__TEXT EXTRACT__:
Researchers have conducted many experiments to study the complex interaction between hydraulic fractures and natural fractures. For instance, Daneshy [5] conducted experiments on a formation containing natural fractures and found that the natural fracture strength, approaching angle, and principal stress difference significantly affected the interaction between hydraulic fracture and natural fracture. Blanton [6] confirmed that natural fractures were generally activated by hydraulic fracture under the low-stress difference. Researchers proposed several models based on these experimental results for predicting crack interactions. Renshaw and Pollard [7] proposed a criterion for predicting hydraulic fracture behavior after crossing orthogonal cracks, which was verified through comparisons with the experiment results. Gu et al. [8] improved the criterion and predicted nonorthogonal cracks. In addition, researchers considered other factors, such as crack properties [9], fluid viscosity, and injection rate [10], within the frame of the aforementioned criterion. Although they can judge the interaction between natural fracture and hydraulic fracture, these criteria only consider a single crack. However, a complex network is always generated during hydraulic fracturing, and the existing criteria cannot describe crack initiation and propagation induced by hydraulic fracturing in fractured reservoirs.
Numerical simulation can be used to simultaneously investigate the complex propagation of cracks and the influence of a variety of factors. Currently, the finite element method is widely utilized for simulating hydraulic fracture propagation, facilitating an approximation of crack propagation through element failure [11]. In comparison to traditional finite element methods, the extended finite element method [12] accurately simulates actual crack propagation. It can intuitively represent crack propagation, but the interaction between multiple cracks requires further improvement. The discrete element method can directly simulate crack interactions [13], but it is not suitable for actual engineering practice because the calculation scale is small [14]. The finite discrete element method [15], which couples the finite element method and discrete element method, has also been successfully applied to hydraulic fracturing [16], but the fluid leak-off is ignored in the simulation of hydraulic fracture propagation.

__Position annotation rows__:
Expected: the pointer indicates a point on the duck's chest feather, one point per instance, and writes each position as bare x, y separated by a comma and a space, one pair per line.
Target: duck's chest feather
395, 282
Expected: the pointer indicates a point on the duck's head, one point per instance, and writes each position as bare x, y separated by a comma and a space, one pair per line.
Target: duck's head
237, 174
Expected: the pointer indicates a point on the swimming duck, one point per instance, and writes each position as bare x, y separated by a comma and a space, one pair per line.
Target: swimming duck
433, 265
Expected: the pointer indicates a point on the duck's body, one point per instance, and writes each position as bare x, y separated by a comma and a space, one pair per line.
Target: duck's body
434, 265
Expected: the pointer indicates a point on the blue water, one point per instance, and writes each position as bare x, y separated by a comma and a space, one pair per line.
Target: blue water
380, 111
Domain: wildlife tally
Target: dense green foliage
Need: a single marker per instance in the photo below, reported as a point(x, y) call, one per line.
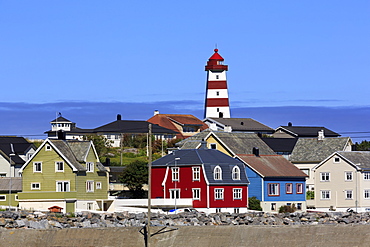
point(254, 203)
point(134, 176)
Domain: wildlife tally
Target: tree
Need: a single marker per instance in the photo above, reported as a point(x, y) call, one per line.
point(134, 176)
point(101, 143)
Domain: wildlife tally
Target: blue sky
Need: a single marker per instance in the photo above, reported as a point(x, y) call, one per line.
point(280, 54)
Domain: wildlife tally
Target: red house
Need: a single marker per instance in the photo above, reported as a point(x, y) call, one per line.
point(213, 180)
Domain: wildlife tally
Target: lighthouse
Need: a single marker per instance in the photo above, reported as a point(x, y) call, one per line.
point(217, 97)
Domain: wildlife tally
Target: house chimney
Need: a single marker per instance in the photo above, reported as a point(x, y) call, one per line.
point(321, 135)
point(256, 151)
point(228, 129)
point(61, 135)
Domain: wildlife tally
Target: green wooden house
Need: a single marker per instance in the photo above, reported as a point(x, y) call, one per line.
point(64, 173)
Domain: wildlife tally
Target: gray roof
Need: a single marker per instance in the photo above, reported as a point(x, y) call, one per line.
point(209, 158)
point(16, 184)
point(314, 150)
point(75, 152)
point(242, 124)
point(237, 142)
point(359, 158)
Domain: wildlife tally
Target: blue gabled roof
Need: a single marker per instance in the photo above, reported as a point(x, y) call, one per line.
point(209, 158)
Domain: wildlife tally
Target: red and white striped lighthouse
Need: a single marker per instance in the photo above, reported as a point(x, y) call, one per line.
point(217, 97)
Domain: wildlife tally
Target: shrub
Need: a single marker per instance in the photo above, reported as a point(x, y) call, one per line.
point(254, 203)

__SET PROBLEM 1__:
Based on the passage on hydraulic fracturing, answer yes or no to each statement and quote the words that decide it: (a) The discrete element method is suited to actual engineering practice. (b) Blanton confirmed that hydraulic fracture generally activated natural fractures under a low stress difference. (c) The finite discrete element method accounts for fluid leak-off when simulating hydraulic fracture propagation.
__SET PROBLEM 2__:
Reproduce the rows from the start of the rows up to and including the line with "point(101, 143)", omitting the pictures.
These rows are unrelated to the passage on hydraulic fracturing.

__ANSWER 1__:
(a) No: "it is not suitable for actual engineering practice because the calculation scale is small"
(b) Yes: "natural fractures were generally activated by hydraulic fracture under the low-stress difference"
(c) No: "the fluid leak-off is ignored in the simulation of hydraulic fracture propagation"

__ANSWER 2__:
Expected: the pointer indicates a point on the duck's chest feather, one point per instance, and writes each position as bare x, y separated by a comma and a space, one pair per line.
Target: duck's chest feather
395, 282
Expected: the pointer indicates a point on the duck's head, one point per instance, and writes each position as bare x, y separated by a comma and a space, one pair per line.
Target: duck's head
237, 174
Expected: the pointer indicates a point on the swimming duck, one point per instance, and writes each position as bare x, y separated by a comma and a space, one pair per line.
Target: swimming duck
433, 265
Expected: the pointer indicates a point on the duck's body, one point per instance, and writes each position as bare x, y separated by a comma and a space, one pair per line.
Target: duck's body
434, 265
Expected: the pointer indicates a point on the blue water, one point per instance, and writes each position as bare x, y separated by a comma and a space, one pair per line.
Target: blue water
380, 111
Domain: wildlife tally
Target: dense green foliage
Need: a single marker per instance in the photo below, reported as a point(x, y) call, one per line.
point(254, 203)
point(134, 176)
Domain: wildlife tally
Target: tree
Need: a single marker per instance in the photo above, reported as a point(x, y) call, one per line.
point(134, 176)
point(101, 143)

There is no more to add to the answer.